Objective: Transcribe the listing exactly, leaving out every picture.
:: Given records
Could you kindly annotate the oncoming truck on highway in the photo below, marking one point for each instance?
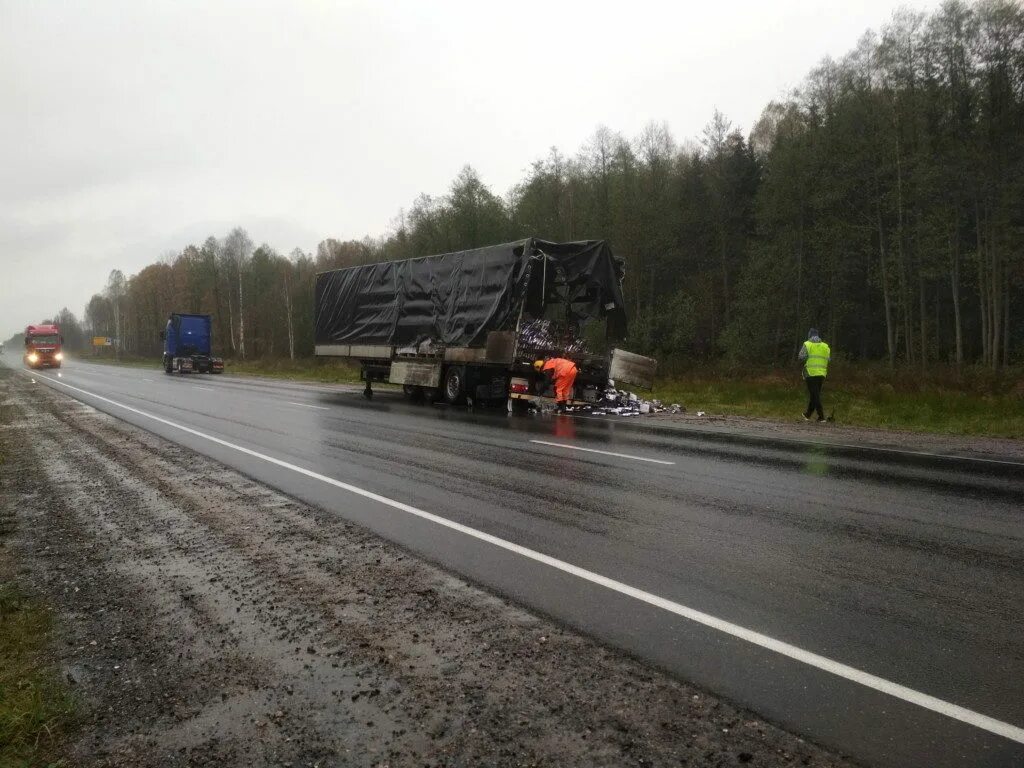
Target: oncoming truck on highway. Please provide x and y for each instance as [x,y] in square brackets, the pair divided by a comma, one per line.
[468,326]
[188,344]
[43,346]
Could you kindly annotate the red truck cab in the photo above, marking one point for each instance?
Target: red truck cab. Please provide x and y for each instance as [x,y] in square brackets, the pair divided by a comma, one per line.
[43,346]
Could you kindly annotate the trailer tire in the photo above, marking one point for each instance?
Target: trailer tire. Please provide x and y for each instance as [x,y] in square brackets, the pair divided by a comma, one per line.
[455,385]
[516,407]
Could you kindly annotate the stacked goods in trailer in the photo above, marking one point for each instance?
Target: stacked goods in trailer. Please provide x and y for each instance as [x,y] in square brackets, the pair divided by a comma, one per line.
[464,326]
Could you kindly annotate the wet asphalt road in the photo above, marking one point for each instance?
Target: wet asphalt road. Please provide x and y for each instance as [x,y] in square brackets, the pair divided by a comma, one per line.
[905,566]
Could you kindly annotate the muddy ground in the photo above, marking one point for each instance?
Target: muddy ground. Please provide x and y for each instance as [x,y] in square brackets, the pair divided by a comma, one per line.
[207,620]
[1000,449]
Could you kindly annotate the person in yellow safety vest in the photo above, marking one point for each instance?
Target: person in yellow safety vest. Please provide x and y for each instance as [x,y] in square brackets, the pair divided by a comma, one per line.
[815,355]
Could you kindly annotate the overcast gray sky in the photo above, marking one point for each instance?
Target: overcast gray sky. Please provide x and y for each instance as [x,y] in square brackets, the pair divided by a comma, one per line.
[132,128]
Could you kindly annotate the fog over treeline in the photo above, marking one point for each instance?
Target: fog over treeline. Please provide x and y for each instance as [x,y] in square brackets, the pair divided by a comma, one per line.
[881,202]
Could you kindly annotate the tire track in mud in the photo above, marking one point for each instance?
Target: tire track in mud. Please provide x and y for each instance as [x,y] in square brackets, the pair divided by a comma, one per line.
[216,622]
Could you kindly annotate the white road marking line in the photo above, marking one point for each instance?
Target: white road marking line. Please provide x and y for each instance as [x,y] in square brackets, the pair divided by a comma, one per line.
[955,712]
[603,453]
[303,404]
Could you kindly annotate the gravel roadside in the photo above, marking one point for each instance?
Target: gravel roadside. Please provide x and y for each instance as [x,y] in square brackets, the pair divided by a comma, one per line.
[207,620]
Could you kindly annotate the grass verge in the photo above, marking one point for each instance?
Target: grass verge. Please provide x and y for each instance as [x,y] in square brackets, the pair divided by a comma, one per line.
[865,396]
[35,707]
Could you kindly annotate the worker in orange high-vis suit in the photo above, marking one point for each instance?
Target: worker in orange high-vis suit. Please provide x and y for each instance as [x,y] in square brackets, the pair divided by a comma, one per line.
::::
The answer:
Could you kindly annotate the oncoming truck on highway in the photo below, marking one point for each instance?
Target: oncoming truck on highway. Please provide x and y for each instance as [x,y] in square brackets, the pair divided by a comma, one per line.
[468,326]
[188,344]
[43,346]
Could you kindly annotate the red truck cab in the photo above, marking one point for each instance?
Target: red truck cab. Please provide x and y for each instance as [x,y] in square brackets, the pair divided by a comma, one per line.
[43,346]
Could you kindly annotate the trailer tire in the photo above, marking one point for each instance?
Target: trailer tire. Please provide x and y for each instance as [x,y] in square brackets, the pair divided by a comma, one per line.
[455,385]
[516,407]
Could you kindly annotate the stacked goods in trailer in the photo above, marking one point for each instance?
Target: stacked goods in trailer. Please provide x and y for each instance as [x,y] in square brackets, the pair divided by a comma, one per line.
[464,326]
Could you kindly annotate the wet asphalt road in the photo above, marking one point for each instance?
Target: wet asphalt road. Please provide x and y for each instance as [x,y] in square brackets, the pair divided by a comma, one per line.
[905,566]
Could you kindly annotate the muddy ground in the photo above, marking one point for each instance?
Target: muddy ground. Please provide x and y for each instance as [x,y] in square brackets, the pair divided by a comma, one per line.
[207,620]
[1000,449]
Could you kindly annotate the person in yellow safety vest in the photo above, marking one point for each instance?
Target: person in yellow safety vest. Please provide x and y for each instance as [x,y] in square brackets, the pair divided by a comma, one per line.
[815,355]
Could you kindly annotate the overcast gray sky in the photo above, marking one point for each instance?
Target: overcast gray sky. Please provide x and y for each instance as [x,y] in square brackets, the pair divided by a comma, one per line.
[132,128]
Could you kindly annotate the fog over treeline in the photo above, marking one point for each instance?
Target: fog over treeline. Please provide x and y for each instance as [x,y] in square brackets, the pair divided by a comma, one per line.
[881,202]
Could you kindly annotate the tire track in mud in the photo above, marking one point for each instance?
Target: tire track in mud. Please provide x and y for each instance as [x,y] in square brackets, the pair divided by a comma, one per line.
[216,622]
Could you kindly annotate the white road marking line in the photo above, marking one point for each instance?
Target: white road marking line. Please provide x and y for each instance as [x,y] in square brackets, the pair divided by a comma, one per line.
[955,712]
[603,453]
[303,404]
Could you kindly annotate the gravel roadside in the photo above, marking one point for each instance?
Target: gravel roadside. Please provide x and y for each instance as [x,y] in square brackets, the pair divided by a comma, one per line.
[207,620]
Could you kindly annotate the grass verge in the photo above, marking one point for each instance?
Target: grass verge. Please provide x and y for each instance as [x,y] in square brackets, the pair divided by a comma, one per line.
[865,396]
[35,707]
Could you kindly annotate the worker in orange high-vis suit in the photo above, marking one point for each instance?
Target: worker in orange high-vis suit. Please provide x and y for each instance as [x,y] in square brackets, the pair divided by a comma, one per line.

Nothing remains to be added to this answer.